--- TEXT PROVIDED ---
— Begin —

# Powermatic 65 table saw -restore project



## ChuckBarnett (Jan 5, 2013)

Well, I've done it! Begun scratching the top of an old table saw that's been sitting in my garage for a couple yrs! I wonder who has worked on a Powermatic 65? I'm not a mechanic but am willing to tackle this. At one time had the name of a guy in my area who had some knowledge of this model saw. I'd like to connect with someone like that for cheap advice, etc.

Blessings!

Chuck (not the guy in the photo...) Barnett


----------



## difalkner (Nov 27, 2011)

Hi Chuck - I've never worked on a 65 but here's the restoration thread on my 66. You may find something in this helpful to you. Good luck!
David

http://www.woodworkingtalk.com/f12/restoration-powermatic-66-table-saw-71249/


----------



## ChuckBarnett (Jan 5, 2013)

Thank you, David! And I enjoyed both the song and your treatment of it on the video. We've done that song as well many times (me on guitar) and I've never thought to add that little lick -may I steal it? 

Chuck Barnett


----------



## difalkner (Nov 27, 2011)

ChuckBarnett said:


> Thank you, David! And I enjoyed both the song and your treatment of it on the video. We've done that song as well many times (me on guitar) and I've never thought to add that little lick -may I steal it?
> 
> Chuck Barnett


Absolutely! After all, I took it from the original but they did it on mandolin and I took it from them. :thumbsup: Thanks!


----------



## ChuckBarnett (Jan 5, 2013)

Isn't that funny! I've heard that song many times and yet never heard that lick!


----------



## Minnesota Marty (Feb 27, 2015)

Chuck, 
Good Luck on the Powermatic restoration. Don't give up. I have done only two restorations and I try to spend a few hours a day on the project this way I always see progress. That is what works for me. Find out what your "sweet spot" is and go with it. 

Marty


----------



## ChuckBarnett (Jan 5, 2013)

Thank You, Marty. I don't have a schedule that works that way at this time. I'll end up working sporadically over a long period of time, but I won't give up.


----------



## ChuckBarnett (Jan 5, 2013)

Yesterday, with the help of a friend from the Northwest Corner Woodworkers Association club I belong to, the guts are now out of the machine. Charley suggested that even though the arbor bearings didn't seem too bad, I might as well replace them now. It's noteworthy that in order to put new belts on this machine you have to remove the motor. There is no splitter, and it might be nice to have one of those. He recommended a Bessemeyer (sp) fence. They seem awfully expensive to me. I would like a fence that doesn't require a back rail so I could put a table up to the back of the song to catch work before it falls to the ground. I don't know that I need a real wide fence. I can't imagine needing to rip big sheets of plywood, so perhaps 24 to 36 inches wide would be max. Recommendations are welcome.

— End —

(Photo-based point labeling data)
— Begin —

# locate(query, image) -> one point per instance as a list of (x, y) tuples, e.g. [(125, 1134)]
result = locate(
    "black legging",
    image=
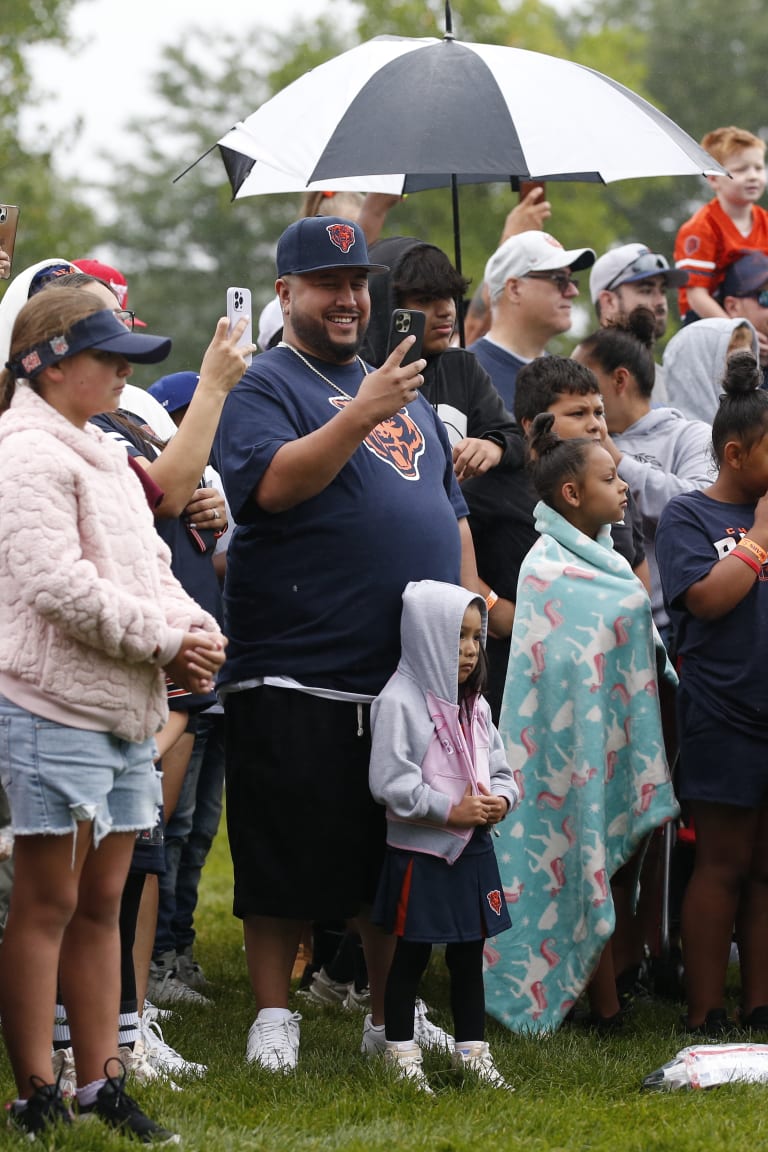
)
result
[(464, 964)]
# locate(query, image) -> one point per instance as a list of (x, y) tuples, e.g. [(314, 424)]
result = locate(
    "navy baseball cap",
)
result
[(175, 389), (745, 275), (100, 330), (314, 243)]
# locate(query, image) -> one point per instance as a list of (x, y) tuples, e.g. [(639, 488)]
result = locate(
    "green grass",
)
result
[(573, 1091)]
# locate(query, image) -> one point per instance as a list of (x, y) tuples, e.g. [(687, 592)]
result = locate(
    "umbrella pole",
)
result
[(457, 259)]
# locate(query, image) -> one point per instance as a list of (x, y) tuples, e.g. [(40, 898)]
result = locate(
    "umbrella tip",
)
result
[(449, 22)]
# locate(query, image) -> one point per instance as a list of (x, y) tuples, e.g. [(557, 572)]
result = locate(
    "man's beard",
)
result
[(314, 338)]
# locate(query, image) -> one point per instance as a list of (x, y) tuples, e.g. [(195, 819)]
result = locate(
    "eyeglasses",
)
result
[(126, 317), (647, 264), (561, 279), (760, 296)]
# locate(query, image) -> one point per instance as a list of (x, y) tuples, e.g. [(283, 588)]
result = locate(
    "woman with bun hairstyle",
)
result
[(712, 548), (582, 728), (90, 616), (658, 451)]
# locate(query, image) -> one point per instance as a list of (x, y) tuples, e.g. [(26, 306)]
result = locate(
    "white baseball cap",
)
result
[(629, 263), (532, 251)]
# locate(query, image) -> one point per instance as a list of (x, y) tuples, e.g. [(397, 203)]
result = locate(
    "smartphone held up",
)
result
[(238, 305)]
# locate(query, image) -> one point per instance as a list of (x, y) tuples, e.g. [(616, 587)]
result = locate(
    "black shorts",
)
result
[(306, 838), (717, 763)]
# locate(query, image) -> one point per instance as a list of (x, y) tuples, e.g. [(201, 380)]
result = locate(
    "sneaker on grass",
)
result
[(45, 1107), (408, 1066), (63, 1069), (164, 1059), (119, 1111), (190, 971), (273, 1044)]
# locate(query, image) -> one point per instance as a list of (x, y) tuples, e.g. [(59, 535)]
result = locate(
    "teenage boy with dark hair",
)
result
[(481, 431)]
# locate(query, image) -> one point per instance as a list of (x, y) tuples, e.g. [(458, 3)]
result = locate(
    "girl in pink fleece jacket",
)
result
[(90, 615)]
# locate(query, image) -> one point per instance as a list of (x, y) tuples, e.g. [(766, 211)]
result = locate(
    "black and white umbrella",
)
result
[(398, 114)]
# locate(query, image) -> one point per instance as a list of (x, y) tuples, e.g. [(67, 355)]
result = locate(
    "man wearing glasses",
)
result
[(633, 277), (531, 288)]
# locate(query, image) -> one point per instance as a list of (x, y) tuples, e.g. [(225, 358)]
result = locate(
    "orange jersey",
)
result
[(709, 242)]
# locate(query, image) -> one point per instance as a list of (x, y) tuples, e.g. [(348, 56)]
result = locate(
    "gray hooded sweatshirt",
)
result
[(694, 364), (663, 454), (421, 758)]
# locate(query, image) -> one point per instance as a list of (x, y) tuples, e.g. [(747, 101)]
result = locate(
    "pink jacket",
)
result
[(86, 593)]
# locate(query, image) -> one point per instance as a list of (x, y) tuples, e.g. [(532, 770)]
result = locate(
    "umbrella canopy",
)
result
[(427, 112)]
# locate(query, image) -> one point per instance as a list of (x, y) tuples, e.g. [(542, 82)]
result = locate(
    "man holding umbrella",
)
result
[(341, 483)]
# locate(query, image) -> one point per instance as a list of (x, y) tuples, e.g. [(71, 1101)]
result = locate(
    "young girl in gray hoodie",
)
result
[(439, 766)]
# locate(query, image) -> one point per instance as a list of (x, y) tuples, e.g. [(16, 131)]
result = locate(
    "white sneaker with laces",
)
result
[(474, 1056), (428, 1035), (408, 1066), (357, 1001), (273, 1044), (325, 991), (63, 1065), (161, 1056)]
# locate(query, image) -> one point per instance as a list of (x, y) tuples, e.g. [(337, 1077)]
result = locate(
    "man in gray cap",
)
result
[(632, 277), (340, 478), (531, 288)]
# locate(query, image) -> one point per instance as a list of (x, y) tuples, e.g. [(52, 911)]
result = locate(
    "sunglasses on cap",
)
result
[(560, 279), (647, 264)]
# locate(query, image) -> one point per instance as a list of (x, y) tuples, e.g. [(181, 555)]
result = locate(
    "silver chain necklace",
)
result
[(317, 371)]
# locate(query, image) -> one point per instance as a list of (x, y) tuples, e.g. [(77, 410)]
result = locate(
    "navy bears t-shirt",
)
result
[(723, 661), (314, 592)]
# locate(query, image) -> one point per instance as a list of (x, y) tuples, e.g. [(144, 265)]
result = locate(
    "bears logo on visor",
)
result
[(342, 235)]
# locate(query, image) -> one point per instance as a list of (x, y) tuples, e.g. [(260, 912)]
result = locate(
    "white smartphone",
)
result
[(238, 304)]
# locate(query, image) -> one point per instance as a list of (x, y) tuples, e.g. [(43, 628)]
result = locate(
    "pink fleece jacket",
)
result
[(89, 607)]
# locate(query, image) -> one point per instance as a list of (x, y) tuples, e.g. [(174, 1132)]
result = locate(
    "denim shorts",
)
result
[(56, 775)]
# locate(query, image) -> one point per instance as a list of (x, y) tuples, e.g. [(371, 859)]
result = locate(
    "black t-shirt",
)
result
[(501, 506)]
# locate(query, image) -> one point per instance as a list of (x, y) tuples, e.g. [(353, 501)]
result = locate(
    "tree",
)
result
[(54, 219)]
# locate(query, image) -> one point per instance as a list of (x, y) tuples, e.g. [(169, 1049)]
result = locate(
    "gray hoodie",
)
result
[(663, 454), (694, 364), (423, 759)]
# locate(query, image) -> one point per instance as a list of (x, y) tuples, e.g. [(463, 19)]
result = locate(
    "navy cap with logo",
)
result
[(745, 275), (100, 330), (314, 243)]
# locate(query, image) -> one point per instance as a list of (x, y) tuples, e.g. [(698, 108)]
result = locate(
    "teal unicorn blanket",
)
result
[(582, 726)]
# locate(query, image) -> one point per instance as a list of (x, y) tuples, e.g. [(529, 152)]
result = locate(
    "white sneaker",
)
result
[(165, 987), (63, 1065), (161, 1056), (274, 1043), (325, 991), (190, 971), (428, 1035), (407, 1063), (476, 1058), (151, 1012)]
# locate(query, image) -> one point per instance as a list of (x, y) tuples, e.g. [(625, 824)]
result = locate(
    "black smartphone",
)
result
[(407, 321), (8, 226)]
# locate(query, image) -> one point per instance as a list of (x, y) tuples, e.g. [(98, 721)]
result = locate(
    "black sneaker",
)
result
[(120, 1111), (45, 1107), (757, 1021)]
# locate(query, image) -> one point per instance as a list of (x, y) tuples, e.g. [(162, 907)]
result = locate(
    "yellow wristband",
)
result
[(749, 545)]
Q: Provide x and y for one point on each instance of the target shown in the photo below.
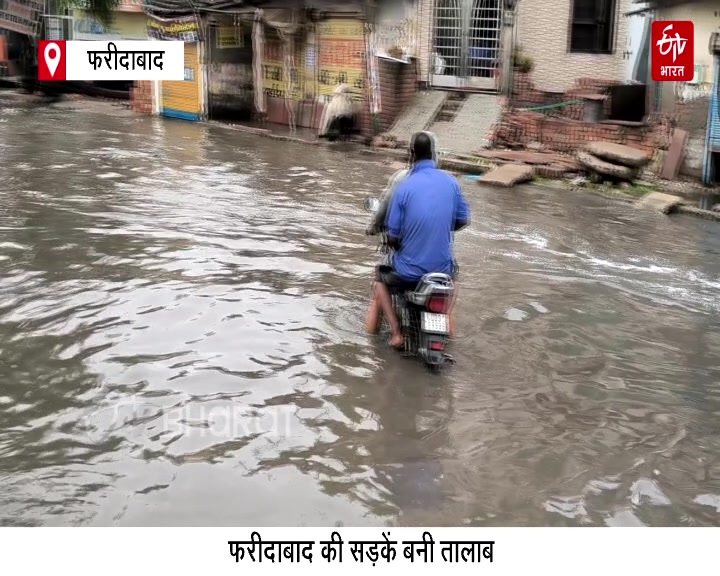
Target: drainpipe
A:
(508, 45)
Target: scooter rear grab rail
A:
(431, 284)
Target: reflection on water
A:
(181, 321)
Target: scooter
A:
(424, 314)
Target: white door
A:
(467, 47)
(638, 26)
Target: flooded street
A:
(181, 343)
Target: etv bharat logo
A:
(673, 53)
(667, 43)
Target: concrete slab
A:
(595, 164)
(468, 132)
(619, 154)
(660, 202)
(507, 175)
(419, 115)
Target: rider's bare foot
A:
(397, 341)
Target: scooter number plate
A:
(435, 323)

— End —

--- EXERCISES ---
1. In the Powermatic 65 restoration thread, is each of these statements true? Answer yes or no and quote the words that decide it. (a) David has worked on a Powermatic 65 before. (b) Fitting new belts on Chuck's saw requires taking the motor out. (c) Charley advised keeping the original arbor bearings.
2. Reproduce everything in the Powermatic 65 restoration thread from "# Powermatic 65" down to "cheap advice, etc.".
3. Carry on the Powermatic 65 restoration thread from where it stops.

--- ANSWERS TO THE EXERCISE ---
1.
(a) No: "I've never worked on a 65"
(b) Yes: "in order to put new belts on this machine you have to remove the motor"
(c) No: "Charley suggested that even though the arbor bearings didn't seem too bad, I might as well replace them now"

2.
# Powermatic 65 table saw -restore project



## ChuckBarnett (Jan 5, 2013)

Well, I've done it! Begun scratching the top of an old table saw that's been sitting in my garage for a couple yrs! I wonder who has worked on a Powermatic 65? I'm not a mechanic but am willing to tackle this. At one time had the name of a guy in my area who had some knowledge of this model saw. I'd like to connect with someone like that for cheap advice, etc.

3.
----------



## toolguy1000 (Oct 4, 2012)

delta t2.

http://www.performancetoolcenter.com/delta-36-t30-30-inch-t3-fence-system/?gclid=CPa-tvycwMkCFQgUHwodCyQAMg


----------



## ChuckBarnett (Jan 5, 2013)

Looks like this is half the price of the Biesemeyer. I assume those of you who have this feel it fills the bill? How is it that something half the price is just as good?

Also, I saw one on Ebay called a Delta Biesemeyer. Are they the same? Is this one just the more cheaply made version? (Ford/Thunderbird, Martin/Washburn...) If I have to pay more, then so be it. But I would need to know why.

I'm not trying to be ornery here; I'm simply revealing my ignorance.

Thanks, again,

Chuck


----------



## epicfail48 (Mar 27, 2014)

ChuckBarnett said:


> Looks like this is half the price of the Biesemeyer. I assume those of you who have this feel it fills the bill? How is it that something half the price is just as good?
> 
> Also, I saw one on Ebay called a Delta Biesemeyer. Are they the same? Is this one just the more cheaply made version? (Ford/Thunderbird, Martin/Washburn...) If I have to pay more, then so be it. But I would need to know why.
> 
> ...


I think part of the pricing conundrum is that with the bisemeyer, part of the price is going to be the logo. Now, im not going to say that bisemeyers are bad fences, far far from it, just that a fence is a pretty basic part, and the things that may separate a good fence (delta T2) from a great fence (bisemeyer) are likely to be so small that the average hobbyist will never notice.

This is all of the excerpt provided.